Entrepreneur – Practice of Entrepreneurship (Summary)

Who is an Entrepreneur?

An entrepreneur is a person who makes money by starting or running a business(es), especially when this involves taking a financial risk(s).

An entrepreneur should have the ability to come up with a creative solution(s) to needs or problems and market them. Entrepreneurship is the response of a person or organization, to identify and solve problems or to meet the perceived need in the environment.

Your business ideas will tell you

  • WHAT product or service your business will sell.
  • WHO your business is going to sell to.
  • HOW your business is going to sell its products or services.
  • WHICH needs your business will fulfill for the customers.

Sources of Business Ideas

  • Mass media.
  • Complaints.
  • Brainstorming.
  • Personal skill.
  • Exercise.
  • Survey.
  • Read more…

Overview of Decision Making and Calculated Risk Taking.

Procedures for decision making.

  • Identify the problem.
  • Determine the major problems.
  • Determine potential solutions.
  • Evaluate the business.
  • Select the best solution.
  • Implement the solution.
  • Verify that the solution is correct.

 Calculated Risk-Taking

  1. Entrepreneurs always avoid low-risk situations because there is a lack of challenge, they also avoid high-risk situations because they want to succeed.
  2. Entrepreneurs do not gamble.
entrepreneur

Click on this image to download PDF

What are Risk Situations?

A risk situation occurs when a choice is required between two or more alternatives whose potential outcome is not known and must be subjectively evaluated.

Questions to be asked before taking a Risk.

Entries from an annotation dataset

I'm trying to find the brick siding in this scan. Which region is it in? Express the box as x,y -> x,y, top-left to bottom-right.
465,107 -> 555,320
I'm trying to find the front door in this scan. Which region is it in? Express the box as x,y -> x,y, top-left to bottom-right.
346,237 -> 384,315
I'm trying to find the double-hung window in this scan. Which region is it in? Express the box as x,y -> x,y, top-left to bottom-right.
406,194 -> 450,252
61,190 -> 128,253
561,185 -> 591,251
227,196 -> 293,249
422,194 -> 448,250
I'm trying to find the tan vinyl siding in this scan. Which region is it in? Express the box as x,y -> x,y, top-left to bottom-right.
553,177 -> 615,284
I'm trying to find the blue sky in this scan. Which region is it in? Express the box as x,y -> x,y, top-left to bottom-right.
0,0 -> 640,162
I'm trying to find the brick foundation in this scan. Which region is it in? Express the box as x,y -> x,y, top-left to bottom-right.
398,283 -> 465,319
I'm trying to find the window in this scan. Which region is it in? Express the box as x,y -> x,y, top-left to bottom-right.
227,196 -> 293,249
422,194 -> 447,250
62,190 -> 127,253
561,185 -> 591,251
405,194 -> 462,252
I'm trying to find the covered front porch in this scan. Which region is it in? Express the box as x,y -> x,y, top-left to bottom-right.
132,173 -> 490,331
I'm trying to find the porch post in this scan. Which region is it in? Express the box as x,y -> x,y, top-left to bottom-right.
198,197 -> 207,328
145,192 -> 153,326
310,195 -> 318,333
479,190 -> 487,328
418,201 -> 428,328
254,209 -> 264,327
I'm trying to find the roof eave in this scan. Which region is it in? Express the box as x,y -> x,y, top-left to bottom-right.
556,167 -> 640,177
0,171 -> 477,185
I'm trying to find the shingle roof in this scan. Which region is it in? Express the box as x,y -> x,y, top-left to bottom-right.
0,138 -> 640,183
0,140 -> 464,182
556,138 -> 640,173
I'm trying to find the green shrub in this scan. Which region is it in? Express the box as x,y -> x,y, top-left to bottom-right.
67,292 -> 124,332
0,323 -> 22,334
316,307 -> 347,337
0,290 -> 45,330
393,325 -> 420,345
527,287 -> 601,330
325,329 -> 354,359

- [WHAT YOU WILL DO]: In the entrepreneurship summary, what is the last step listed under the procedures for decision making? These entries are separate material and have nothing to do with the text above.

- [RESULT OF THE EXERCISE]: Verify that the solution is correct.